-- Text passage --
○ ○ ○ ○ ○ ○ ○

The play was performed for five years at freshman orientation before the film was commissioned, thanks to a grant from Avon Foundation for Women. The film premiered at Santa Clara in January 2015 and is now shown at orientation in place of the play. Nearly 200 universities and nonprofit organizations across the country have used it.
A QUESTION OF EMPATHY
The goal of Can’t Thread a Moving Needle was to broaden the conversation on sexual assault and offer nuance to a complex topic by using real examples. The stories encompass a wide variety of assaults, from groping on a school bus to date rape to violent gang rape to how alcohol impacts consent. It also dispels the myth that sexual predators are necessarily strangers; many sexual assaults occur with friends, acquaintances, and even significant others.
“So often we hear of studies or news stories about sexual assault,” says Maren Lovgren ’06, who directed the play for its first two years. “But very often we don’t have the ability to talk with survivors—or in some way experience what they experienced—so we don’t have genuine empathy. With art, we are able to delve into the emotion and not just the logic of the situation.”
The film challenges audiences to take an active role in changing the culture that allows sexual assaults to take place. It calls on all people to examine their behavior—even the jokes they make and images they see in movies—and view it as their responsibility to say, This is not acceptable.
“It’s a social justice issue, something that men need to stand up and take accountability for,” says Associate Dean of Student Life Matthew Duncan. “The majority of men do not commit sexual violence, but to what degree are we standing up against it?”
Since the details of the film can be troubling to viewers, Residence Life coordinators at SCU offer training materials and host peer-led conversations after screenings. It wasn’t enough to identify the problem—the people involved with the film wanted to keep the conversation going, Whalen says.
While the film is a powerful tool, it is only one aspect of the support network that Santa Clara offers sexual assault survivors. That network includes relationships with YWCA Rape Crisis Center and Santa Clara Valley Medical Center, as well as others, to offer legal and emotional support as survivors recover.

○ ○ ○ ○ ○ ○ ○

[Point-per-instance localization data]
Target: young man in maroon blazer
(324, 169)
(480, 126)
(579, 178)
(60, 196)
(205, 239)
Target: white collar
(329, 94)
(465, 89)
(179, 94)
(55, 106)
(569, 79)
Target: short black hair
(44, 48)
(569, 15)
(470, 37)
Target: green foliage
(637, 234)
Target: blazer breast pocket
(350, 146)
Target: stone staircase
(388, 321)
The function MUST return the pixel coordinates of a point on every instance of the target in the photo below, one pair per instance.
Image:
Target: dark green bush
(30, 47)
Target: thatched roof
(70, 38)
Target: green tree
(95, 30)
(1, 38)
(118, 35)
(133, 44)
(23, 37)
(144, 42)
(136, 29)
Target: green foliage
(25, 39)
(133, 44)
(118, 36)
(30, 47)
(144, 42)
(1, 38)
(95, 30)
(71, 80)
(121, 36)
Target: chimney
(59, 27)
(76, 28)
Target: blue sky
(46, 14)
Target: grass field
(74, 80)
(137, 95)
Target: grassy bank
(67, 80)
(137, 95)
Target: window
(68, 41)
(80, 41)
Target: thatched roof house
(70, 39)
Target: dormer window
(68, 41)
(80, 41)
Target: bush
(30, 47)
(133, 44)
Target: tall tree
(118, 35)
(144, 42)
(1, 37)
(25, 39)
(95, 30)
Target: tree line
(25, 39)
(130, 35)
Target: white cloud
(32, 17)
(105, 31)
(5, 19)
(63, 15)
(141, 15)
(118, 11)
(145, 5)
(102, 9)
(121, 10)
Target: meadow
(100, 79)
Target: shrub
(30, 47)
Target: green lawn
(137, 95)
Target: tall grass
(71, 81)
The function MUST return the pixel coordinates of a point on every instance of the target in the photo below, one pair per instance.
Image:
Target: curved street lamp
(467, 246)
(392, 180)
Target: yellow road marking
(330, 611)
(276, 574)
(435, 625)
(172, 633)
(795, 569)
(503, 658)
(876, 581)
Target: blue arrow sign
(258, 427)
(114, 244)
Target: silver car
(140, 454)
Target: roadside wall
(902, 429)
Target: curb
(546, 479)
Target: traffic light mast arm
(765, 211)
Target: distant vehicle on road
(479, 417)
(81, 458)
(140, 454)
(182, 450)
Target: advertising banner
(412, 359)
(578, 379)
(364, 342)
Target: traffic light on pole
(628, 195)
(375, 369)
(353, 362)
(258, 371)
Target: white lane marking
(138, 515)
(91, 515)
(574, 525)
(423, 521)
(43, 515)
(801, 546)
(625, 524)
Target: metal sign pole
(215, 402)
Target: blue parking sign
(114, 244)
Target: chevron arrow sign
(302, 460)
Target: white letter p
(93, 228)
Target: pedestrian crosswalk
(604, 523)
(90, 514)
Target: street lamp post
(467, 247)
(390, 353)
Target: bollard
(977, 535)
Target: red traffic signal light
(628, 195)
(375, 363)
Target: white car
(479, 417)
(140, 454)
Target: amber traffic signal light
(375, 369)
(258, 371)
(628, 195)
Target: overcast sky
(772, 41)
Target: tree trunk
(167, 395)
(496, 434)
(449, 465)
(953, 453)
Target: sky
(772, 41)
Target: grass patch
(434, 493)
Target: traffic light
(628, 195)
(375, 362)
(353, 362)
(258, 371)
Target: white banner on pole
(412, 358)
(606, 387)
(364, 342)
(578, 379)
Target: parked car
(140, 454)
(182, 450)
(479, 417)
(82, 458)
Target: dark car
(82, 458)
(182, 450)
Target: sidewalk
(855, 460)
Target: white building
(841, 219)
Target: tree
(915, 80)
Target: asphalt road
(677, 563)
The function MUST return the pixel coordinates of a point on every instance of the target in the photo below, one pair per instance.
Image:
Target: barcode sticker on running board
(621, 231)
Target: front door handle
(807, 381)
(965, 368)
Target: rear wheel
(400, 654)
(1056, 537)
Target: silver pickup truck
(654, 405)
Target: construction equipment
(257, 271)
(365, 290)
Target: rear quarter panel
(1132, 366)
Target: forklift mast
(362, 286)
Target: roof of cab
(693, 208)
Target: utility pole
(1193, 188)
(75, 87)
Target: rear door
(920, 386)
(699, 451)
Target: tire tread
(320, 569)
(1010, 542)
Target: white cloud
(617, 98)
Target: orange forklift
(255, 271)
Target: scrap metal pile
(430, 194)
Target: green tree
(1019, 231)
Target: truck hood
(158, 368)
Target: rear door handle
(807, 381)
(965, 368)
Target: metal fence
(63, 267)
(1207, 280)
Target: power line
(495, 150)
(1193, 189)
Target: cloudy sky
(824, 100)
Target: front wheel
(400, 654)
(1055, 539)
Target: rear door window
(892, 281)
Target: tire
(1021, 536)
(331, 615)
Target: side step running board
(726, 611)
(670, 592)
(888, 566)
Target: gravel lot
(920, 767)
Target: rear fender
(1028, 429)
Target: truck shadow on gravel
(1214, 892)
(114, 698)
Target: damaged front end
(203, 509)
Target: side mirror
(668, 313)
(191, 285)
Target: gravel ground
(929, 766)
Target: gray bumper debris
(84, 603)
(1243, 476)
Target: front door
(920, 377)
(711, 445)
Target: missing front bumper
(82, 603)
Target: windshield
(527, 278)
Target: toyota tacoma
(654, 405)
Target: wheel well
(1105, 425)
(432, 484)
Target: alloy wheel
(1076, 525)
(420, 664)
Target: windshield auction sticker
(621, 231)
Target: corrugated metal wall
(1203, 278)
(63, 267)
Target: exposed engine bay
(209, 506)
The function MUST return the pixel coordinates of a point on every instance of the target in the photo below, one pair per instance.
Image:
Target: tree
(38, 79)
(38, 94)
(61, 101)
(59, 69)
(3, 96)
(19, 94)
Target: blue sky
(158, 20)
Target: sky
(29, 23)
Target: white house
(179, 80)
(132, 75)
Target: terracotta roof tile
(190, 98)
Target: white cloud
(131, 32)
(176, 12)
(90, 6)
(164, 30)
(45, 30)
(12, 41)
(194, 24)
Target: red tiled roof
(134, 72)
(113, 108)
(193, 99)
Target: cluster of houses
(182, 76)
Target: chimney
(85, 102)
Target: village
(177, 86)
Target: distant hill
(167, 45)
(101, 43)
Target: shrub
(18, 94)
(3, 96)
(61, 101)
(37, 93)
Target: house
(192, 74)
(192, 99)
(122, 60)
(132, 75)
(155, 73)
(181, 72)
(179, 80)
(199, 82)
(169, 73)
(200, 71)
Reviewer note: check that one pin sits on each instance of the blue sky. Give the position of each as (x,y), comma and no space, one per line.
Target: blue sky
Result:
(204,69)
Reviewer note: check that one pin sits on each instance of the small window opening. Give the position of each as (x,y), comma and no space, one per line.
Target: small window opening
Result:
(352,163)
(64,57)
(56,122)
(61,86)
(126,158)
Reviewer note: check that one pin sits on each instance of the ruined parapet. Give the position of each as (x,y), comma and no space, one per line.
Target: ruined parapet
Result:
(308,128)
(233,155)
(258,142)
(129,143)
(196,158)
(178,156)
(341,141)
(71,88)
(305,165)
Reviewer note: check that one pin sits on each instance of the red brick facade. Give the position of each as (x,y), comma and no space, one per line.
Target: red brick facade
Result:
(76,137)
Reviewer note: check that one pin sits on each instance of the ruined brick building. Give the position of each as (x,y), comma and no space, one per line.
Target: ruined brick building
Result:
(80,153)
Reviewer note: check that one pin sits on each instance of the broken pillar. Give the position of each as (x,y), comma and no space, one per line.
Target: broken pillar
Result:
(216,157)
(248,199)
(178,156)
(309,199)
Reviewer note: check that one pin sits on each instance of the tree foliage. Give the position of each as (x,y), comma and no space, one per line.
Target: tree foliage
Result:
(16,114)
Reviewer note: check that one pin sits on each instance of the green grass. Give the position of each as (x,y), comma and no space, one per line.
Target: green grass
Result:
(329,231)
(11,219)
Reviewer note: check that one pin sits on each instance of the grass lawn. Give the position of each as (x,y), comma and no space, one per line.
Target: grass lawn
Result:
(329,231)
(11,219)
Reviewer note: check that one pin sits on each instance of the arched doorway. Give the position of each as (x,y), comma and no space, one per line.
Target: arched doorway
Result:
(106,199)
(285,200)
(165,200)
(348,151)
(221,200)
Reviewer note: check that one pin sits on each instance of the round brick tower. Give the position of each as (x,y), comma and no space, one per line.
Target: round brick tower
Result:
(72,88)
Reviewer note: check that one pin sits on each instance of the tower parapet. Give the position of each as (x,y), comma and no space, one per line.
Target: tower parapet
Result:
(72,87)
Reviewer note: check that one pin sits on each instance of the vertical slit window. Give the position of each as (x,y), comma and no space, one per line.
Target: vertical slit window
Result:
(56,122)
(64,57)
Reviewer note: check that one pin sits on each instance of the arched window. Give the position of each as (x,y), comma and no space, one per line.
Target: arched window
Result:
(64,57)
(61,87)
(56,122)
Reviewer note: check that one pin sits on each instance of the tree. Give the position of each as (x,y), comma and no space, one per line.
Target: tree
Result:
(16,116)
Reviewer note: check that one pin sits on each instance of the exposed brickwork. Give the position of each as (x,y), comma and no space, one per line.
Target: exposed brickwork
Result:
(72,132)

○ ○ ○ ○ ○ ○ ○

-- Task to complete --
Substitute "documentary" for "film" throughout everything in the text on the sexual assault film from "The play was" down to "have used it.", and give that part again.

-- The answer --
The play was performed for five years at freshman orientation before the documentary was commissioned, thanks to a grant from Avon Foundation for Women. The documentary premiered at Santa Clara in January 2015 and is now shown at orientation in place of the play. Nearly 200 universities and nonprofit organizations across the country have used it.